[Written request]
Render the records below as a numbered list, leaving out blank lines and pictures.

# START OF Records to use

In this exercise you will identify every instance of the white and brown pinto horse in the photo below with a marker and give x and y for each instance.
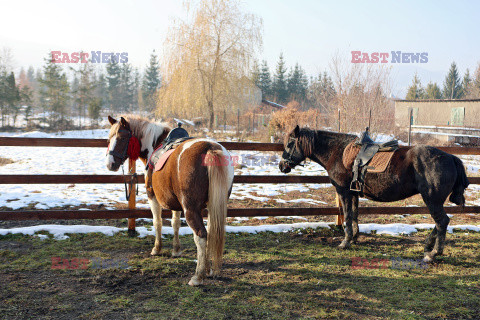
(186, 183)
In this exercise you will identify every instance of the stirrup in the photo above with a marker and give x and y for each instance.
(356, 186)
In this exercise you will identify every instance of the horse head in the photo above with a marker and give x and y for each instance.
(293, 154)
(122, 144)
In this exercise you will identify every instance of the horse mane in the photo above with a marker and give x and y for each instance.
(142, 127)
(308, 140)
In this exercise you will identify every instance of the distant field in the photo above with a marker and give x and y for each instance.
(265, 276)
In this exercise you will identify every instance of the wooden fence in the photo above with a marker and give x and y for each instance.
(132, 213)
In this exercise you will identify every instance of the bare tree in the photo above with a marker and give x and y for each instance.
(207, 60)
(360, 88)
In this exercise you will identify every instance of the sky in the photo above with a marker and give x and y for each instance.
(306, 31)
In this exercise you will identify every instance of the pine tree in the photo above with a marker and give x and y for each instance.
(297, 83)
(127, 87)
(415, 91)
(452, 88)
(265, 81)
(279, 87)
(467, 84)
(433, 91)
(55, 91)
(255, 76)
(322, 92)
(151, 83)
(113, 78)
(84, 90)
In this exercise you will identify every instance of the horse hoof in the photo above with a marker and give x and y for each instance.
(428, 259)
(344, 245)
(195, 282)
(213, 274)
(176, 254)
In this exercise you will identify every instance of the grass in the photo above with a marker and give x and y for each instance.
(265, 276)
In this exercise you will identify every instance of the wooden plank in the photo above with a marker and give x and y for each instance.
(252, 146)
(89, 179)
(99, 179)
(53, 142)
(246, 146)
(280, 179)
(232, 212)
(61, 179)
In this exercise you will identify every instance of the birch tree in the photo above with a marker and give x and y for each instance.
(207, 60)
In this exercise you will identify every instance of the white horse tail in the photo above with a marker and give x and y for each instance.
(218, 188)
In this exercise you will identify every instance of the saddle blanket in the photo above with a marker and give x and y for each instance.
(380, 160)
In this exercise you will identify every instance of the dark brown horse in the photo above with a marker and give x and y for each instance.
(187, 182)
(421, 169)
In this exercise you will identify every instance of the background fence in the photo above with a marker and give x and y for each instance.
(132, 213)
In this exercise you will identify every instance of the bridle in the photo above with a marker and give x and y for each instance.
(130, 150)
(296, 157)
(123, 155)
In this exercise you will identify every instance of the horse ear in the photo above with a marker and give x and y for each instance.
(296, 131)
(111, 120)
(124, 123)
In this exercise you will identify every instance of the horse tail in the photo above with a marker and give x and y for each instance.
(461, 183)
(218, 191)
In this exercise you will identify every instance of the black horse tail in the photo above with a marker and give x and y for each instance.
(460, 184)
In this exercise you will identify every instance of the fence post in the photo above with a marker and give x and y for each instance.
(238, 121)
(132, 201)
(339, 219)
(410, 114)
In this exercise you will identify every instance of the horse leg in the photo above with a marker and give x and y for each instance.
(195, 221)
(157, 223)
(441, 224)
(347, 202)
(177, 249)
(438, 233)
(430, 242)
(355, 218)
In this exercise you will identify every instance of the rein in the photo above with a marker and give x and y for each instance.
(132, 151)
(133, 181)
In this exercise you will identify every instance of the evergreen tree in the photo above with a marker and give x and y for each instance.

# END OF Records to use

[Task solution]
1. In this exercise you will identify every instance of the white and brown pinto horse in the photo below with a marker and give x and y for each instance.
2. (186, 183)
3. In this exercise you will identify every instance of the stirrup in the photo above with a marker and give x and y for each instance.
4. (356, 186)
5. In this exercise you will identify every instance of the horse head in the photo above with a marker and give x and y for each instance.
6. (293, 154)
7. (122, 144)
8. In this exercise you will identify every instance of the horse mane in the photo above with a marker and give x and y for each instance.
9. (142, 127)
10. (308, 140)
11. In this exercise you will identify every instance of the distant field in the photo above with a marker and give x and y for each instance.
12. (265, 276)
13. In this exercise you will identify every instance of the wooden fence in the photo above with a marker and give x and y for each instance.
14. (132, 213)
15. In this exercise you will identify every instance of the bare tree in the photo above with a marker and give x and y for each instance.
16. (207, 60)
17. (360, 88)
18. In this exercise you will identify every instance of the sky in the photo above with a marker and give x and y for each instance.
19. (306, 31)
20. In this exercise you will identify every instance of the pine tree in the photo above with a marker and give x and y for each instance.
21. (297, 83)
22. (127, 87)
23. (415, 91)
24. (452, 88)
25. (265, 81)
26. (279, 87)
27. (467, 84)
28. (433, 91)
29. (55, 91)
30. (255, 76)
31. (322, 92)
32. (151, 83)
33. (113, 78)
34. (84, 90)
35. In this exercise you will identify every instance of the horse hoof in the photo above with a marker and give x and y for each instance.
36. (428, 259)
37. (344, 245)
38. (195, 282)
39. (213, 274)
40. (176, 254)
41. In this exercise you will identify every instance of the grass in the photo above with a marker and give x and y for each instance.
42. (265, 276)
43. In this exercise you will identify every instance of the wooden plank in the photo above with a marker and give x and y for each instance.
44. (252, 146)
45. (89, 179)
46. (99, 179)
47. (53, 142)
48. (246, 146)
49. (280, 179)
50. (232, 212)
51. (61, 179)
52. In this exercise you will identify every instance of the birch tree in the photo above with a marker and give x and y for each instance.
53. (207, 60)
54. In this exercise you will identify every instance of the white horse tail in the photo above with a marker and give x and y for each instance.
55. (218, 188)
56. In this exercise you will identify every instance of the saddle blanket in the photo above with a marker and give x and y for each instance.
57. (380, 160)
58. In this exercise you will identify every instance of the dark brown horse in the photo above with a marker and give x and y for each instance.
59. (187, 182)
60. (421, 169)
61. In this exercise you will identify every instance of the background fence in the photo above with a marker and give x and y for each instance.
62. (132, 213)
63. In this exercise you will identify every instance of the bridle in the photo above with a marker and give x and y for each instance.
64. (130, 150)
65. (296, 157)
66. (123, 155)
67. In this exercise you will identify every instance of the horse ear in the photo above with a marker and give x and y for each instance.
68. (296, 131)
69. (111, 120)
70. (124, 123)
71. In this exercise you will identify every instance of the horse tail in the photo above with a marker and give x and y for each instance.
72. (461, 183)
73. (218, 191)
74. In this exercise you will identify every instance of the black horse tail in the photo above with a marker and give x and y for each instance.
75. (460, 184)
76. In this exercise you will identify every instance of the fence post in the photo above with a marker and give x and y for each instance.
77. (238, 121)
78. (132, 201)
79. (339, 219)
80. (410, 114)
81. In this exercise you will identify every instance of the horse leg in the photo above with a marker and give x and y for each instance.
82. (195, 221)
83. (157, 223)
84. (441, 224)
85. (347, 202)
86. (177, 249)
87. (438, 233)
88. (430, 242)
89. (355, 218)
90. In this exercise you will identify every instance of the rein in the photo above with a marker and give x and y for each instance.
91. (132, 151)
92. (133, 181)
93. In this exercise you will identify every instance of the evergreen tree in the photo above with a marker and give x and y for each instance.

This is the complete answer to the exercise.